Make a verbatim copy of all the records. Skip every image.

* [SUPPLIED MATERIAL]
★ ★ ★ ★ ★ ★ ★

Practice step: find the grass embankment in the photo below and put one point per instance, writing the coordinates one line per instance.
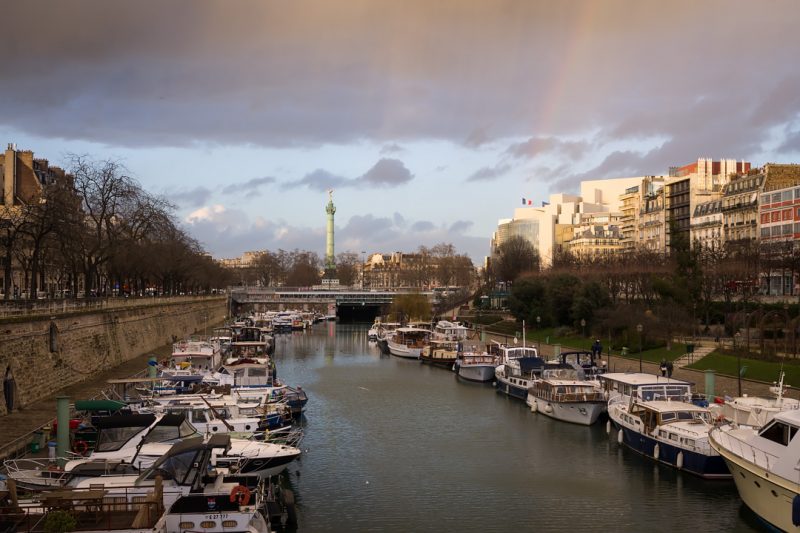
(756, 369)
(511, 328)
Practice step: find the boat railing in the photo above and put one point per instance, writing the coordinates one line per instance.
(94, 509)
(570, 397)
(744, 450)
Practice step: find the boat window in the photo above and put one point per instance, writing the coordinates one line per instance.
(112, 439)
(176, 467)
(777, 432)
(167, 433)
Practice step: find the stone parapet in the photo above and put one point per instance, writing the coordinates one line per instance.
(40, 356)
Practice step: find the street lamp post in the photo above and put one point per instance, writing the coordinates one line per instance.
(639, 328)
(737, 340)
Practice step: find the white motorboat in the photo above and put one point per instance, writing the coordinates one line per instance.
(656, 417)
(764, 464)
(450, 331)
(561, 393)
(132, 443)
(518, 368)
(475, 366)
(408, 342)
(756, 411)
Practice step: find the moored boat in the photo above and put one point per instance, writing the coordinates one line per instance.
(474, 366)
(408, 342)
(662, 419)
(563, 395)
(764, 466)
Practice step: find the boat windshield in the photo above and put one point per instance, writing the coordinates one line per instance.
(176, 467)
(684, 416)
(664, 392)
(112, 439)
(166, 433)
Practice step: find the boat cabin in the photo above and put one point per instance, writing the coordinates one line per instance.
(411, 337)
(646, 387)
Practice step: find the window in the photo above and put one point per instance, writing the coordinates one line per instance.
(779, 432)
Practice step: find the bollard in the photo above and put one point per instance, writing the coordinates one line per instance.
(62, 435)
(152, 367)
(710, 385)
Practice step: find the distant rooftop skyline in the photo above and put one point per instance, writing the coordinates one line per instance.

★ ★ ★ ★ ★ ★ ★

* [OUTPUT OF THE EXERCISE]
Practice step: find the grass embankment in the photo below and put one point per instance, writing the coordinates one line per instance.
(756, 369)
(511, 328)
Practice step: find the boat railing in the photo above and put one point per instance, writing the coordinates one line per instance.
(94, 509)
(570, 397)
(744, 450)
Practice step: find the boat window in the photo above and put one point per instance, writing the coordinates one line per instance.
(112, 439)
(176, 467)
(777, 432)
(167, 433)
Practice step: find the stone parapet in the photo above and put one point per instance, writing the coordinates one line per instance.
(40, 356)
Practice step: find the street lamp post in the photo above and put one point per instance, writing the coordinates one line per instance.
(639, 328)
(737, 340)
Practice step: find the white motorboat in the photo above and put one point per instance, writing the coordinates one line per instance.
(656, 417)
(764, 464)
(450, 331)
(561, 393)
(132, 443)
(518, 368)
(475, 366)
(408, 342)
(756, 411)
Practice step: find the moored boat in the photo above and put one point per instance, writing the coordinates one line per instance.
(474, 366)
(408, 342)
(662, 419)
(563, 395)
(764, 466)
Practice step: find the boat windshield in the photo above and put one point per instance, writing the coordinates one line per instance.
(176, 467)
(684, 416)
(664, 392)
(112, 439)
(166, 433)
Practice step: find the boat cabin in the photo above and put one point per instance, writing the coordinates one line per instance.
(411, 337)
(646, 387)
Practice step: find the window in the photo above and put one point per instance, writing the coordinates one line per instance.
(779, 432)
Practice step: find the bollard in the photo above and put one point per instance, writing the coordinates one line per instance.
(62, 435)
(152, 367)
(710, 385)
Practice step: find the distant rooftop skyline in the photo above and put one point per instance, writing the coordinates one line per instance.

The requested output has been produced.